* SHORT EXERCISE:
Copy all records verbatim.

* INFORMATION SHOWN:

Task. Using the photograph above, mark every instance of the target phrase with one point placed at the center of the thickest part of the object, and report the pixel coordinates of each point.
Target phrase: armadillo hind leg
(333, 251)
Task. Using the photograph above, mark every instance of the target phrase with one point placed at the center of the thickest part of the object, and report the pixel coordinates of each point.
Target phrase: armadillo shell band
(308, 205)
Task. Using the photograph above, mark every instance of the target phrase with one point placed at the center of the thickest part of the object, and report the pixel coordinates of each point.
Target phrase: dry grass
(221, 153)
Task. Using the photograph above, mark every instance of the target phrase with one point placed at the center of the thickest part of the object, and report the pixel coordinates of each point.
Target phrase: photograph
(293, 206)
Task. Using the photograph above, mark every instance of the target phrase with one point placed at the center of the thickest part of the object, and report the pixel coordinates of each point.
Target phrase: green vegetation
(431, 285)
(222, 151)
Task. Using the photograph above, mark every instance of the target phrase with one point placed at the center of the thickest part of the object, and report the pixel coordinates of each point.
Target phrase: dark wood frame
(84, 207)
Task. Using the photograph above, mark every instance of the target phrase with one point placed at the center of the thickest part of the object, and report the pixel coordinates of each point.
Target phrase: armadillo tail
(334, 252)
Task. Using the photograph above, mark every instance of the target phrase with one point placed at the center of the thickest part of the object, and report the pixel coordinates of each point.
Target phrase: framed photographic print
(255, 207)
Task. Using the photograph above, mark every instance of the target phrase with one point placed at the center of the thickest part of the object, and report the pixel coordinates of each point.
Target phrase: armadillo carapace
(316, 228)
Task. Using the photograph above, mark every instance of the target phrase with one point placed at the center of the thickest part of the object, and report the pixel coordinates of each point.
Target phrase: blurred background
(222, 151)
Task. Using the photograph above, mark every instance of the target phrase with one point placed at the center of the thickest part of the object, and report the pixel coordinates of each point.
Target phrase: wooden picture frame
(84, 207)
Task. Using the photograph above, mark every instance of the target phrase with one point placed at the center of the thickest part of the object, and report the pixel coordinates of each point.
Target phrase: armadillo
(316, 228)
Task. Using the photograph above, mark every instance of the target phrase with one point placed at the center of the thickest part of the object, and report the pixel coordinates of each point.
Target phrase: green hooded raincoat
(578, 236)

* WRITTEN REPLY:
Task. Using the photograph above, mark every instance of the target phrase with one point placed at the center of the thickest part of the object, and report the pixel coordinates of each point.
Target phrase: armadillo hind leg
(333, 251)
Task. Using the photograph above, mark every instance of the target phrase with one point placed at the center of the thickest part of the object, and report the pixel coordinates of each point.
Target phrase: armadillo shell band
(308, 205)
Task. Using the photograph above, mark every instance of the target phrase with one point placed at the center of the thickest part of the object, and report the pixel coordinates of each point.
Target phrase: dry grass
(221, 153)
Task. Using the photograph above, mark every instance of the target phrase with one point placed at the center of the thickest part of the object, and report the pixel coordinates of each point.
Target phrase: photograph
(293, 206)
Task. Using the photograph above, mark every instance of the target phrase with one point placed at the center of the thickest part of the object, and report the pixel coordinates of each point.
Target phrase: green vegetation
(431, 285)
(222, 151)
Task. Using the photograph above, mark every instance of the target phrase with one point placed at the center of the thickest part of the object, and report the pixel coordinates of each point.
Target phrase: dark wood frame
(84, 207)
Task. Using the photograph above, mark every instance of the target phrase with one point placed at the center of the thickest part of the object, and report the pixel coordinates of each point.
Target phrase: armadillo tail
(334, 252)
Task. Using the photograph above, mark every instance of the target phrase with one point placed at the center of the thickest part of the object, and report the pixel coordinates of each point.
Target phrase: framed photographic print
(255, 207)
Task. Using the photograph above, mark every instance of the target phrase with one point placed at the center of the thickest part of the object, and report the pixel coordinates of each point.
Target phrase: armadillo carapace
(316, 228)
Task. Using the photograph above, mark every instance of the target phrase with one point placed at the center of the thickest part of the object, and report the pixel coordinates of each point.
Target phrase: blurred background
(222, 151)
Task. Using the photograph above, mark every instance of the target phrase with one point placed at the center of the thickest part of the object, and report the pixel coordinates of each point.
Target phrase: wooden picture frame
(84, 207)
Task. Using the photograph above, mark every instance of the target phrase with one point placed at the center of the thickest part of the object, and report the pixel coordinates of each point.
Target phrase: armadillo
(316, 228)
Task. Using the photograph above, mark every instance of the target phrase with one point placed at the center of the thickest part of the object, and report the pixel coordinates of each point.
Target phrase: green hooded raincoat
(578, 236)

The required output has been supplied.